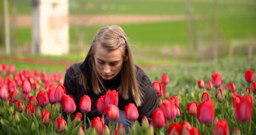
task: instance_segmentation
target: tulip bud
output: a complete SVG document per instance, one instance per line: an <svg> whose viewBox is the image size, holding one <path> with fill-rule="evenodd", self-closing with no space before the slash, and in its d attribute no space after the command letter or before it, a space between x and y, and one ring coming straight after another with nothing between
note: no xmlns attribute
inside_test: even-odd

---

• **REQUEST**
Copy every line of the records above word for word, leaving out the pictures.

• **EXERCISE RESPONSE**
task: instance_segmentation
target: tulip bud
output: a complete SVG document per instance, one instance per line: an <svg> whose viewBox is the image size, holding one <path> with fill-rule="evenodd", self-closing with no space before the slash, and in its d attribute no space after the command letter or before it, a space between x and y, and one ring coming straight after another with nothing between
note: no xmlns attribute
inside_test: even-odd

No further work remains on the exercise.